Data extract:
##############################
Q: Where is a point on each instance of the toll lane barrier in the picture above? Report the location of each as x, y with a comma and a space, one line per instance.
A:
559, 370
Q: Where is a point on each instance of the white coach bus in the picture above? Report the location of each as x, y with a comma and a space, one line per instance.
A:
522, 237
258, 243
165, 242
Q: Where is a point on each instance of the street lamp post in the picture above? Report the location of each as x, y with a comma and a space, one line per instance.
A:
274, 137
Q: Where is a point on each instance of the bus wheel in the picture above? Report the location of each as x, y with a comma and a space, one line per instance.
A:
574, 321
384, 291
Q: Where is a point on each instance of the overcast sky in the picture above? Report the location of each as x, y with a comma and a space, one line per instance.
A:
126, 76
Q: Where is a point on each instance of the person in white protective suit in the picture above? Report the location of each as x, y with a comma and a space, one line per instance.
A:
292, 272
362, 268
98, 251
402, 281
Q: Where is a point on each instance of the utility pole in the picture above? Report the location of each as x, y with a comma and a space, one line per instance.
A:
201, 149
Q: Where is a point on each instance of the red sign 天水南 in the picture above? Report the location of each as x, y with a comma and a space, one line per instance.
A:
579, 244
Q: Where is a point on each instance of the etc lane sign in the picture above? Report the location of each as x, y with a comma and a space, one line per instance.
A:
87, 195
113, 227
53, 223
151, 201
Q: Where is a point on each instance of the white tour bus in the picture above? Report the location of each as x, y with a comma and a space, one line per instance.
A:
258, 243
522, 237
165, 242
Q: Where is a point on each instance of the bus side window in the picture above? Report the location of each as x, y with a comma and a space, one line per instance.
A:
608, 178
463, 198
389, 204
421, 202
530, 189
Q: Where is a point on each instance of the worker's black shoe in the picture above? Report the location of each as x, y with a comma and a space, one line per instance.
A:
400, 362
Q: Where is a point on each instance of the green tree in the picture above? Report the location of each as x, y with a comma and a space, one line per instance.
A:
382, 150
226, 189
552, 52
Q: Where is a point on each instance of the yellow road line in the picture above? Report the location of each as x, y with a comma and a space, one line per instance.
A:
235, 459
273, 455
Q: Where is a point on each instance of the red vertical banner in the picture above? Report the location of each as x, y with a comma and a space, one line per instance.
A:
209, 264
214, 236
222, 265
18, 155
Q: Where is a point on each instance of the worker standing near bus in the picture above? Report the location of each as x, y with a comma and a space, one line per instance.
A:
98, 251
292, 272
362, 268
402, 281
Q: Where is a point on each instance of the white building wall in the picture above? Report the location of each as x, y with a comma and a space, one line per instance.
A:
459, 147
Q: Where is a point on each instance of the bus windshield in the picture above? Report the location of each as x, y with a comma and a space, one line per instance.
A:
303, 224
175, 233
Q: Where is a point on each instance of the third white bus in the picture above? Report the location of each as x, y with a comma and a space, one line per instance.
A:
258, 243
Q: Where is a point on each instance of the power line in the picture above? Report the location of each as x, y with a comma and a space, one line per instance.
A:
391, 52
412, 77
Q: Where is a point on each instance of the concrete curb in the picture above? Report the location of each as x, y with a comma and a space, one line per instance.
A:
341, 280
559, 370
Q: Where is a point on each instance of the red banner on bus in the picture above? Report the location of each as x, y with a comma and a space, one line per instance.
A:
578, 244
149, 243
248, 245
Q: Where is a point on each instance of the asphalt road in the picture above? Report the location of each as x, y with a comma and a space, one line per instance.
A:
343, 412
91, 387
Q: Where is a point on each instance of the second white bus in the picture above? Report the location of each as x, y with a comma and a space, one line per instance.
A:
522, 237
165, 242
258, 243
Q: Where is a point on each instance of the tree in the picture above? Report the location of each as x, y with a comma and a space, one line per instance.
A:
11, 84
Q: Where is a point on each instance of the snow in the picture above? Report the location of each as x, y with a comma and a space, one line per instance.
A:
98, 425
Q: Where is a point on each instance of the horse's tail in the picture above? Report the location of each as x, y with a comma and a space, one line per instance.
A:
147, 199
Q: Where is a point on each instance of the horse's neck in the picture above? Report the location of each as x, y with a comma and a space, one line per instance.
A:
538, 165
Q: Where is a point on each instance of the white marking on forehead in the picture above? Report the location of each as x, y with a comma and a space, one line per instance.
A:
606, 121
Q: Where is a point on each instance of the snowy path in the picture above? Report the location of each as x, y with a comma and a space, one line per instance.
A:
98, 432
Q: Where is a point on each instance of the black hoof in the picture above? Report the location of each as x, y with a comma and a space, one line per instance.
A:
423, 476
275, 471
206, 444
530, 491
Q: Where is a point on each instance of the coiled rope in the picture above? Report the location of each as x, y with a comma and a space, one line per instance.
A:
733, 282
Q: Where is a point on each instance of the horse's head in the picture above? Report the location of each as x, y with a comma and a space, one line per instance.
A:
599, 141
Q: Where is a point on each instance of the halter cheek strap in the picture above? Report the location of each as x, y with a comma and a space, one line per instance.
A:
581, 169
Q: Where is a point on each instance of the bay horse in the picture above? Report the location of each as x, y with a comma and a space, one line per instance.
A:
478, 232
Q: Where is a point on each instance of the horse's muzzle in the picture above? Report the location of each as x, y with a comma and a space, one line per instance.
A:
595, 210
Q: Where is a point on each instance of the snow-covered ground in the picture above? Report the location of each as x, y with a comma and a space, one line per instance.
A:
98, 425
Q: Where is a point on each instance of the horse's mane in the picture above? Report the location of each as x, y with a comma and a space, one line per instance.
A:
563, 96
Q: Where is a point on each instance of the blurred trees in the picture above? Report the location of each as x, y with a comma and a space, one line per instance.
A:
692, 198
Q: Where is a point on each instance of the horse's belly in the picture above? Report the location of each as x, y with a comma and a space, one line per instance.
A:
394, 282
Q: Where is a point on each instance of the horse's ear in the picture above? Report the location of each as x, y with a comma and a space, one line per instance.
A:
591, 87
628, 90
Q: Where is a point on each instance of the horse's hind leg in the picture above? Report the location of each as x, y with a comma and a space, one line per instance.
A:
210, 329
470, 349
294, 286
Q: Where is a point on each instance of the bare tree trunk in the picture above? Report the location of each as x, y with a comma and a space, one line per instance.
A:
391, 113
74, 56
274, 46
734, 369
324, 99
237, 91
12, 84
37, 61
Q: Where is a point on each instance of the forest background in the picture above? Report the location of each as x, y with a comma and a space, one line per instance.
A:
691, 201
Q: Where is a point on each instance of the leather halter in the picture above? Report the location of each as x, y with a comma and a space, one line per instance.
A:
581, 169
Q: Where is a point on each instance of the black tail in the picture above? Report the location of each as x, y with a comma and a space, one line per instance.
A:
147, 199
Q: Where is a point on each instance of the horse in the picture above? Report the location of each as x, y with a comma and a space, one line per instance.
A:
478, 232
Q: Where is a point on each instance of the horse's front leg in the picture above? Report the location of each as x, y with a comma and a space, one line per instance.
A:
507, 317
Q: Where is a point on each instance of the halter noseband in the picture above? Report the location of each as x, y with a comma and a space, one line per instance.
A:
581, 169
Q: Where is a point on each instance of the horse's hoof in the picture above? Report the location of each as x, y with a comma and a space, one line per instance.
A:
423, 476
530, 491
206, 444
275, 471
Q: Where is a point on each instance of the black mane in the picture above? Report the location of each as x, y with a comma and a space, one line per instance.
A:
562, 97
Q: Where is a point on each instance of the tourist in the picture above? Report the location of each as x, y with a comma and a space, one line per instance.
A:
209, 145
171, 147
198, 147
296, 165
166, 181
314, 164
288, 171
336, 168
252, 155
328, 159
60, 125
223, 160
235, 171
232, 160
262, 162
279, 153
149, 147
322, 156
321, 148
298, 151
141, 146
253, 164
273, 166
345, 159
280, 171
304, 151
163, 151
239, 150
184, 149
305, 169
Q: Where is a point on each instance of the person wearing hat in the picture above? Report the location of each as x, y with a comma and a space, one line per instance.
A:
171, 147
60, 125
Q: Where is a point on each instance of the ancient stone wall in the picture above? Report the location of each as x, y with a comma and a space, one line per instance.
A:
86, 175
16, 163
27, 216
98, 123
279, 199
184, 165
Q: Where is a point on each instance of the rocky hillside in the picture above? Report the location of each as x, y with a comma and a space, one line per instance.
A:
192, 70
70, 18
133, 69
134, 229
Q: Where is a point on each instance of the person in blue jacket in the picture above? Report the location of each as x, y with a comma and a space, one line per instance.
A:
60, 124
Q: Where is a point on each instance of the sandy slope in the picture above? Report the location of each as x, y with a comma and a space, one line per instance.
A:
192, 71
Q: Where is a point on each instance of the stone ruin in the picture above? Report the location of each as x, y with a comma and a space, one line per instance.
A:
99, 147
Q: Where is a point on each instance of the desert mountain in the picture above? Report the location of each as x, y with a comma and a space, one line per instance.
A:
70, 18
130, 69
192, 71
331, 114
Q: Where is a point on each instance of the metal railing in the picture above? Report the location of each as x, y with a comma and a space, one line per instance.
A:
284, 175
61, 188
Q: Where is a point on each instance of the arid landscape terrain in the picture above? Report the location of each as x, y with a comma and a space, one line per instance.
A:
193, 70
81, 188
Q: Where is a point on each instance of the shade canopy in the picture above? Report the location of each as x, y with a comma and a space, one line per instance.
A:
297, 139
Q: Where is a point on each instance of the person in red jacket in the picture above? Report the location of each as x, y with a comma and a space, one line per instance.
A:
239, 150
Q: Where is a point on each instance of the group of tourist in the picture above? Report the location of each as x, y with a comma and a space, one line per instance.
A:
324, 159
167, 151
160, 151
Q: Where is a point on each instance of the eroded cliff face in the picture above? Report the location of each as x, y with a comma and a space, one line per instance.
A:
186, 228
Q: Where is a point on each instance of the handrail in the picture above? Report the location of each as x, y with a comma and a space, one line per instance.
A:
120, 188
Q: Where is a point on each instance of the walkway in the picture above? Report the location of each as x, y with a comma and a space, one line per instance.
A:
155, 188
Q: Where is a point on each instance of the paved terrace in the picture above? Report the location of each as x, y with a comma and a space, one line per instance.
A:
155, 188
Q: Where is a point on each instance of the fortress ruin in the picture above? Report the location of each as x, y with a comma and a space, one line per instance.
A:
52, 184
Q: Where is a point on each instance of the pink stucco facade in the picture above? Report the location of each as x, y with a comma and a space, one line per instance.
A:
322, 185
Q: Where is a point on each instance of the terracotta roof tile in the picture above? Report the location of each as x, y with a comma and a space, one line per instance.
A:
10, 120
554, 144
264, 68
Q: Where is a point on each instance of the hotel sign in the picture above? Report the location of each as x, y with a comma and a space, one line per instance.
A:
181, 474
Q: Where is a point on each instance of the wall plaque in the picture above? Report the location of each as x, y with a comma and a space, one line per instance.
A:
##############################
Action item:
Every line of the records in which the string "tourist" is found should be counted, and only the count returned.

Written response:
2